[Excerpted text]
Earth To Echo (2014) Review

Surprisingly Enjoyable Homage

Earth To Echo (2014) Review 5
Earth To Echo (2014) Review 3

Earth to Echo

The 80s were a magical time for family entertainment. After the titanic success of E.T. The Extra-Terrestrial, Steven Spielberg founded the production company Amblin and started cranking out a series of suburban fantasy films about kids and teens from broken families going on genre movie adventures. The titles Spielberg produced in this run include Gremlins, The Goonies, Back To The Future, and Batteries Not Included. It was an incredible slate of films that burrowed their way into the imagination of every impressionable child and teen of the era.

Given those films’ continued success, other studios started copying the Amblin model which led to some fantastic films like Explorers and a ton of crap like Mac & Me or Flight Of The Navigator. As always, Hollywood overexposure killed the trend, but not before Amblin essentially created a genre that remained fondly remembered through nostalgia. When the generation of kids who grew up in the Amblin era started making their own films, Amblin homages slowly started to slip out. JJ Abrams’ Super 8 was the biggest and boasted the Spielberg stamp of approval as producer, while smaller efforts like Monster House kept the Amblin heart pumping. None of the Amblin homages have been as good as the originals, but every time they pop up they prove just what a reliable formula Spielberg created at his populist peak. Now we have Earth To Echo, the perhaps inevitable found footage Amblin homage and thankfully the movie turned out to be much better than expected.

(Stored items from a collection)
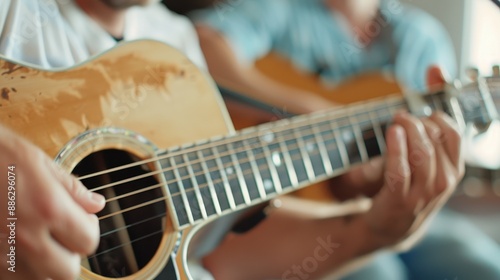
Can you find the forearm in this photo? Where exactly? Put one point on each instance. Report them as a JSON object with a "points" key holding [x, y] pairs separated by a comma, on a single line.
{"points": [[228, 71]]}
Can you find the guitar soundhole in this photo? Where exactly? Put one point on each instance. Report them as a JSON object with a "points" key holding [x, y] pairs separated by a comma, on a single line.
{"points": [[132, 232]]}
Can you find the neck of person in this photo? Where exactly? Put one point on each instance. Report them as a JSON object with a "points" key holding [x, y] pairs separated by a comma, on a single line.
{"points": [[111, 19]]}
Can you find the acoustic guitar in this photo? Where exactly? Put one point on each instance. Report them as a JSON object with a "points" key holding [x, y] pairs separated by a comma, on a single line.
{"points": [[144, 127]]}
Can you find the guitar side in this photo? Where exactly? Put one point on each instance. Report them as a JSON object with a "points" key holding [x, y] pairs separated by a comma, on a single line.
{"points": [[143, 86]]}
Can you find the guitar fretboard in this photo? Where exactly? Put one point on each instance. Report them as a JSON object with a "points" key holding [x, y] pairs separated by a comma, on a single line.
{"points": [[223, 175]]}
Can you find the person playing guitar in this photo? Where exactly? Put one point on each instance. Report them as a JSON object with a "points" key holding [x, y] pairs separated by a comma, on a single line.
{"points": [[56, 221]]}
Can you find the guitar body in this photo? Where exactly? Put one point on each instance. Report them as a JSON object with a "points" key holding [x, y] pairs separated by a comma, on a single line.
{"points": [[122, 101]]}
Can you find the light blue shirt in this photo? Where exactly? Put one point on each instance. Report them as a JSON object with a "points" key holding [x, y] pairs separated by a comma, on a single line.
{"points": [[407, 41]]}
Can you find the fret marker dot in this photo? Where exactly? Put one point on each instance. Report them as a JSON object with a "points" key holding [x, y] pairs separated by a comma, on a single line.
{"points": [[347, 136], [268, 184], [276, 159], [268, 137]]}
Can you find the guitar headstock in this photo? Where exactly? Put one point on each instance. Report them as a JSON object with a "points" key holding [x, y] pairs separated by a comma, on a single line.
{"points": [[480, 104]]}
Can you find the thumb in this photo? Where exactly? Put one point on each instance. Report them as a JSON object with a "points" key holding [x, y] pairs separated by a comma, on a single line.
{"points": [[436, 78], [90, 201]]}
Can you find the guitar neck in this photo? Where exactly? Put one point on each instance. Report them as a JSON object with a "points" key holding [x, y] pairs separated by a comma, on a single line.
{"points": [[226, 174], [254, 165]]}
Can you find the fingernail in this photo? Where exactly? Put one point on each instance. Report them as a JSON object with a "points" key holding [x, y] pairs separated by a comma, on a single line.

[Brief]
Retype the passage of the Earth To Echo review from "Surprisingly Enjoyable Homage" to "of the era.", keeping every word and punctuation mark identical to the original.

[Finished answer]
Surprisingly Enjoyable Homage

Earth To Echo (2014) Review 5
Earth To Echo (2014) Review 3

Earth to Echo

The 80s were a magical time for family entertainment. After the titanic success of E.T. The Extra-Terrestrial, Steven Spielberg founded the production company Amblin and started cranking out a series of suburban fantasy films about kids and teens from broken families going on genre movie adventures. The titles Spielberg produced in this run include Gremlins, The Goonies, Back To The Future, and Batteries Not Included. It was an incredible slate of films that burrowed their way into the imagination of every impressionable child and teen of the era.